__Prompt A__. In the blog post about a cancer blood test, transcribe the passage that begins at the words "They told me" and ends after the words "be a problem.".
__Prompt B__. In the blog post about a cancer blood test, what did the doctor's office want when it called?

Top of Excerpt to read

I donate blood about four times a yes. Yet, that isn’t what this blog is about.
The last time I donated blood, I was asked if I’d be willing to enter a medical study, which was a “simple” blood test that would detect DNA signals to over 50 types of cancer.
“Sure,” I said, and then had to fill out three pages of forms and sign a couple of releases.
At the time, I thought how easy it was and how great and miraculous such a test would be. It’s still not FDA approved, but very near.
They told me that I would expect a call in about two weeks with the results. They made sure I knew that if the study folks call, then the results are probably negative, but if I primary care doctor called, there might be a problem.
I underestimated my anxiety level about this test and agonized about it for the next two weeks.
When the phone rang and it was my doctor’s office, I went into major panic-attack mode.
Why had I agreed to this test? I had perhaps not wanted to know if I had some type of cancer roaming around in my blood or other places.
After calming myself down (glass of wine), I called back. They wanted me to schedule my next general checkup. Arghhh.
I got the “good” call from the study a few days later telling me there were no cancer DNA “signals” found and asking if I would fill out a survey or two regarding the test.
“Sure,” I said.
Much of the survey was about my level of anxiety over test results. High. Very high. Evidently, judging by the number of questions about fear and anxiety, I’m not alone about this “test anxiety.”
Will be line up for a test or tests that will give us our “fate” in one fell swoop?
I went a week feeling grateful for my good health, and now that the glow of relief is over, I try to remind myself each morning to be grateful for good health.
I also remind myself to think things through before saying, “sure” so often.

Bottom of Excerpt to read
Top of Supplied entries

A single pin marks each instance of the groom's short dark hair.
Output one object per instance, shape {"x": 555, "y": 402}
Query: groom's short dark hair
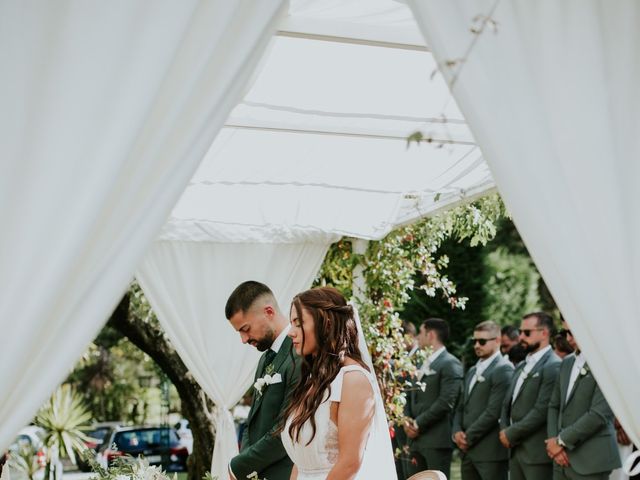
{"x": 243, "y": 297}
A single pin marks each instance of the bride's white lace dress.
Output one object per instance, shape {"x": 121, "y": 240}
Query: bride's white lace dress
{"x": 314, "y": 461}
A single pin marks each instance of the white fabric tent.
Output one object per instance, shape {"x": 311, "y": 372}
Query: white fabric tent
{"x": 315, "y": 151}
{"x": 142, "y": 91}
{"x": 188, "y": 283}
{"x": 106, "y": 110}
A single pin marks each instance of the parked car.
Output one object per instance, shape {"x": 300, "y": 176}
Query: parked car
{"x": 158, "y": 445}
{"x": 97, "y": 432}
{"x": 184, "y": 433}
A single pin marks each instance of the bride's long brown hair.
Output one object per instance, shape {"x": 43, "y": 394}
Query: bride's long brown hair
{"x": 336, "y": 338}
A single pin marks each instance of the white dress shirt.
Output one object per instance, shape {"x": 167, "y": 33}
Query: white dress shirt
{"x": 277, "y": 343}
{"x": 275, "y": 346}
{"x": 481, "y": 366}
{"x": 436, "y": 354}
{"x": 531, "y": 361}
{"x": 578, "y": 364}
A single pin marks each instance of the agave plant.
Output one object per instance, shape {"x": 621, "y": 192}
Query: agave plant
{"x": 63, "y": 418}
{"x": 25, "y": 461}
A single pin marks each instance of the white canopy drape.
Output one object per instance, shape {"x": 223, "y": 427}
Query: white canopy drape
{"x": 107, "y": 109}
{"x": 552, "y": 100}
{"x": 188, "y": 283}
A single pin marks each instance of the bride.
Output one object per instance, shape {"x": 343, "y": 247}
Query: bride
{"x": 335, "y": 426}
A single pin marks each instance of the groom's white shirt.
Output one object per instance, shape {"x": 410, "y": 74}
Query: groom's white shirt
{"x": 275, "y": 346}
{"x": 277, "y": 343}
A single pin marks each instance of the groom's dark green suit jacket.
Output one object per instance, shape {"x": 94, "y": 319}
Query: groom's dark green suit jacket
{"x": 262, "y": 449}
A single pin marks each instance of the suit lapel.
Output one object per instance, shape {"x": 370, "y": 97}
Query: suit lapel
{"x": 436, "y": 363}
{"x": 277, "y": 364}
{"x": 516, "y": 375}
{"x": 575, "y": 384}
{"x": 467, "y": 383}
{"x": 534, "y": 371}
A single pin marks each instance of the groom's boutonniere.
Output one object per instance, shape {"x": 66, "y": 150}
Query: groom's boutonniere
{"x": 269, "y": 378}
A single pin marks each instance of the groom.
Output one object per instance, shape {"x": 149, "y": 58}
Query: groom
{"x": 253, "y": 311}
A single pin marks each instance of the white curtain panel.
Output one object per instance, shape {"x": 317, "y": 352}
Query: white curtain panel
{"x": 188, "y": 283}
{"x": 553, "y": 101}
{"x": 107, "y": 110}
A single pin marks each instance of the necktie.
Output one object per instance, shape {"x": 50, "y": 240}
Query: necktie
{"x": 268, "y": 358}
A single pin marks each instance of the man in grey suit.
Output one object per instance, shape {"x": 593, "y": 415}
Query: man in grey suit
{"x": 524, "y": 412}
{"x": 582, "y": 439}
{"x": 429, "y": 412}
{"x": 475, "y": 424}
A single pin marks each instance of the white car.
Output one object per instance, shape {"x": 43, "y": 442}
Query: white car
{"x": 184, "y": 433}
{"x": 29, "y": 437}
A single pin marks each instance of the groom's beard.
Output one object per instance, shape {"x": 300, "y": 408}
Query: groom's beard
{"x": 265, "y": 342}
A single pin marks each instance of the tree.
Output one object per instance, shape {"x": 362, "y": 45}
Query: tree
{"x": 406, "y": 259}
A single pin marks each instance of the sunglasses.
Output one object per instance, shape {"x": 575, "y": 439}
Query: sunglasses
{"x": 564, "y": 332}
{"x": 527, "y": 331}
{"x": 481, "y": 341}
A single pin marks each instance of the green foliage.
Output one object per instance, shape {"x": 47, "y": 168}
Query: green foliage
{"x": 119, "y": 381}
{"x": 393, "y": 267}
{"x": 63, "y": 418}
{"x": 512, "y": 287}
{"x": 25, "y": 461}
{"x": 128, "y": 468}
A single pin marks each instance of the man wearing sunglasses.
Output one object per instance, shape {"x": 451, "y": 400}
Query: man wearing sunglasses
{"x": 582, "y": 439}
{"x": 475, "y": 424}
{"x": 524, "y": 411}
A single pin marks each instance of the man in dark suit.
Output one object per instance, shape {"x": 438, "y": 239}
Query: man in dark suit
{"x": 399, "y": 441}
{"x": 476, "y": 423}
{"x": 253, "y": 311}
{"x": 524, "y": 412}
{"x": 430, "y": 411}
{"x": 582, "y": 438}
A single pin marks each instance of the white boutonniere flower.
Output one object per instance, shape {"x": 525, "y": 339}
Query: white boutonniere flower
{"x": 267, "y": 380}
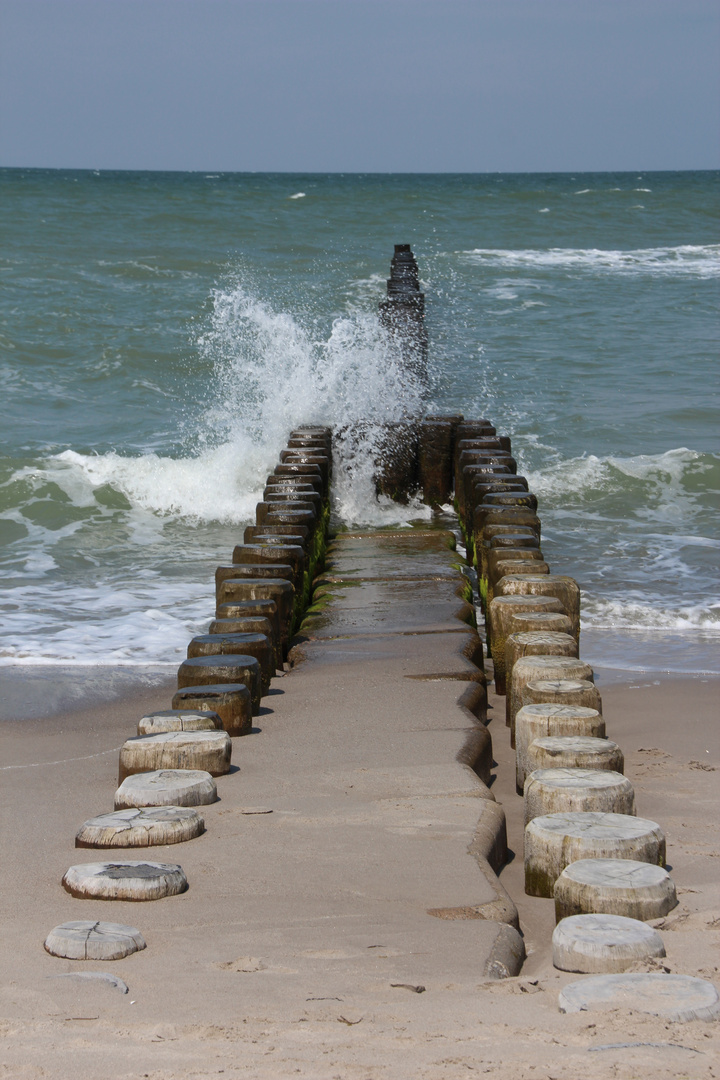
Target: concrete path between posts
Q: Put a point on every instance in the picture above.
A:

Bottom of Supplied entries

__Response box A__.
They told me that I would expect a call in about two weeks with the results. They made sure I knew that if the study folks call, then the results are probably negative, but if I primary care doctor called, there might be a problem.

__Response box B__. It wanted the writer to schedule the next general checkup.